§ QUESTIONS TO ANSWER
[1] In the text on the African Horse Sickness vaccine, what does the DIVA capacity make possible?
[2] Carry on the text about the African Horse Sickness vaccine, beginning after its final sentence.

§ TEXT UNDER STUDY

The International Horse Sports Confederation (IHSC) announced on Tuesday that significant steps have been taken towards the identification of a new vaccine for African Horse Sickness (AHS).
Over the past three years, the IHSC has supported a number of research projects in collaboration with the World Organisation for Animal Health (OIE). These projects have aimed to address critical equine health and disease issues and to improve the international movement of horses. The IHSC has provided support for various scientific studies to develop or improve diagnosis assays or vaccines for diseases regarded as priority diseases which impede the safe international movement of horses.
AHS currently represents a serious challenge to the equine industry in the part of the world in which it is endemic, mainly Southern Africa. The current commercially available live attenuated AHS vaccines have shown to have limitations in terms of safety and suitability for endemic situations. An intensive project was supported to evaluate alternative AHS vaccine technologies.
An expert IHSC Working Group has worked diligently to identify an efficacious and safe DIVA AHS vaccine candidate. The DIVA capacity is critical since it allows a distinction between a horse vaccinated with the vaccine and a horse that has been infected.

§ GIVEN RECORDS

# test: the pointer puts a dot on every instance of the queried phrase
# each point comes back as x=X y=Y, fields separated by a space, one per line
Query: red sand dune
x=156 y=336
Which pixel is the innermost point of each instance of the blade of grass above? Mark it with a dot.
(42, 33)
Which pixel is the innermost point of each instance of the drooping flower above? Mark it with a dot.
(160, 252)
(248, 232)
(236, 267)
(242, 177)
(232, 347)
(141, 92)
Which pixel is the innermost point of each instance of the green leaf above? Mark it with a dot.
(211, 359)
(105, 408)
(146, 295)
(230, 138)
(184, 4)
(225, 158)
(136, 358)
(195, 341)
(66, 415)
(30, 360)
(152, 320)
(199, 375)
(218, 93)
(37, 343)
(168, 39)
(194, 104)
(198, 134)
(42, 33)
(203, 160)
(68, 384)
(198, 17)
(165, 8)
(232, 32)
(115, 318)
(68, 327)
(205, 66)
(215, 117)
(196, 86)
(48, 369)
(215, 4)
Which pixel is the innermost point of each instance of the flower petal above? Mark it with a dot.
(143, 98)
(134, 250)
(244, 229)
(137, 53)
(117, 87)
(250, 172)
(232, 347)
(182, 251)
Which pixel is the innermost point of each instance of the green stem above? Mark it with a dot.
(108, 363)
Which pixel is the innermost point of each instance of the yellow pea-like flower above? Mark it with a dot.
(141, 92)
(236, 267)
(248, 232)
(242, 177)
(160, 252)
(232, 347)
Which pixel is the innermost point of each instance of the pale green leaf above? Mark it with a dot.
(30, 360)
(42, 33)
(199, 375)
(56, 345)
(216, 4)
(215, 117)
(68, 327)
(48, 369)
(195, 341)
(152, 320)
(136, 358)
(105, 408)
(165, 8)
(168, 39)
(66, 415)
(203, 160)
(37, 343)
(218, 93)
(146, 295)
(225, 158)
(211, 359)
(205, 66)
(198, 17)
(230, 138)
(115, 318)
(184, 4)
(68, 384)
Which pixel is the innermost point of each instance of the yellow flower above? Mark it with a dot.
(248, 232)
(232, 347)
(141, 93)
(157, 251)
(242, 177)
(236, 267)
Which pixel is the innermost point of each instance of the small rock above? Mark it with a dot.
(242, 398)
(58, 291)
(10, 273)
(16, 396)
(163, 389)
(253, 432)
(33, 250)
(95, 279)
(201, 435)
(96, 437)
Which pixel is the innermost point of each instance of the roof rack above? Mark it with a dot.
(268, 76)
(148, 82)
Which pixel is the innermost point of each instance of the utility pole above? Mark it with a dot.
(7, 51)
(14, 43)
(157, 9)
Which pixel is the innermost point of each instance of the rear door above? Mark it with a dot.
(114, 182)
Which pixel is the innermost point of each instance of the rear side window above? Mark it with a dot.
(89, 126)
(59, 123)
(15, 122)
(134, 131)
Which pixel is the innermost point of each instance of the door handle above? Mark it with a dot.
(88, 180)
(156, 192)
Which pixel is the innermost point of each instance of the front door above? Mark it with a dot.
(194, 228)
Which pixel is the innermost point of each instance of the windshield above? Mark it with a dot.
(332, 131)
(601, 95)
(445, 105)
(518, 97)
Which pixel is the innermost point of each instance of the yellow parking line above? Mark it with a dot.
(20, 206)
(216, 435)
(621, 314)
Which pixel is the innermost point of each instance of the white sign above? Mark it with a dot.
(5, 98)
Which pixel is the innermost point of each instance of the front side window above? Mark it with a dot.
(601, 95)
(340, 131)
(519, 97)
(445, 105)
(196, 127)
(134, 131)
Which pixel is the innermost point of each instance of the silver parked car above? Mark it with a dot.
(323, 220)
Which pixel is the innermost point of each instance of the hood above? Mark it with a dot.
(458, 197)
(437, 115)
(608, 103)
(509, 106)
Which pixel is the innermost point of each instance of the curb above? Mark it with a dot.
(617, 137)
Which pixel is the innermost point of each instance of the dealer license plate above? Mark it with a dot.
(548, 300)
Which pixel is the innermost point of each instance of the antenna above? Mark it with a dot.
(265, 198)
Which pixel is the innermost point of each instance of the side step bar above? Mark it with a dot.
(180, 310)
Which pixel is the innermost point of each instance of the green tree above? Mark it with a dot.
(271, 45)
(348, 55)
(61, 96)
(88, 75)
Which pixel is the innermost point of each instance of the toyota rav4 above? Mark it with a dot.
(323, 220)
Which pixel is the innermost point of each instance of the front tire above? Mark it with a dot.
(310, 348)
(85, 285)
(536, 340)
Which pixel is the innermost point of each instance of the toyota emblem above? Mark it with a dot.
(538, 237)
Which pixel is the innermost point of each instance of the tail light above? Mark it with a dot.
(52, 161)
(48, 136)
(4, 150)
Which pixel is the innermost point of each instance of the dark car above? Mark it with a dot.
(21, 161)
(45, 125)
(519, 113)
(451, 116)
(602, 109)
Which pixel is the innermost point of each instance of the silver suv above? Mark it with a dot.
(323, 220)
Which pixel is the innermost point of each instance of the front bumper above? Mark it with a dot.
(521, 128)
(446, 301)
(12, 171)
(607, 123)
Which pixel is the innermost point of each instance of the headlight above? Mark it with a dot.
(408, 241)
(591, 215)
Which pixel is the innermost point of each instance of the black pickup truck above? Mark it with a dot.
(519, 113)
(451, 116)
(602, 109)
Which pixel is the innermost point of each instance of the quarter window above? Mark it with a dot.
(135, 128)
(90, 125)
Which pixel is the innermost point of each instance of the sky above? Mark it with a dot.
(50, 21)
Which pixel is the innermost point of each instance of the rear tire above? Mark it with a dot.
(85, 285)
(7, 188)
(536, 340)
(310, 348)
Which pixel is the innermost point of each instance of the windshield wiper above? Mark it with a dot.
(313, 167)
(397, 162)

§ TASK-BY-TASK ANSWERS
[1] It makes it possible to tell a horse that has been vaccinated apart from a horse that has been infected.

[2]
A potentially suitable vaccine candidate has now been identified by the IHSC Working Group. The candidate is an inactivated multivalent DIVA AHS vaccine. The preliminary view of the IHSC Working Group is that the vaccine candidate has the potential to be safe and efficacious, and may be used in endemic situations, as well as in outbreak situations in all ages and physiological groups.
The IHSC Working Group has also assessed the potential market for a new vaccine, and prepared a roadmap for the development of a vaccine. That roadmap proposes steps for the progression of the vaccine candidate’s development through to commercial production and effective future use. It is noted that the roadmap includes provision for a challenge study, which is considered as a necessary next step in order to demonstrate the ability of the vaccine candidate’s effectiveness against all nine AHS serotypes, and which will support regulatory registration of the vaccine.
The IHSC has now commenced consultations with key stakeholders in South Africa in order to share the research work and expertise, and to assist the industry through the next phases of the vaccine candidate’s development. Whilst emphasising the importance of industry support for the future success of any vaccine development, the IHSC will continue to provide technical guidance to the industry as required.
The Chairman of the IHSC and Chairman of the IFHA, Mr Louis Romanet, said: “The IHSC believes that the development and production of a new AHS vaccine will be a major achievement, and will deliver a far-reaching positive impact on horse sports around the world.
We are proud of the research achievements realised to date through the successful collaboration between the IHSC and the OIE. Indeed, the identification of a potential AHS vaccine candidate through this collaboration highlights the real power of the public-private partnership between the peak international horse sports bodies and the OIE.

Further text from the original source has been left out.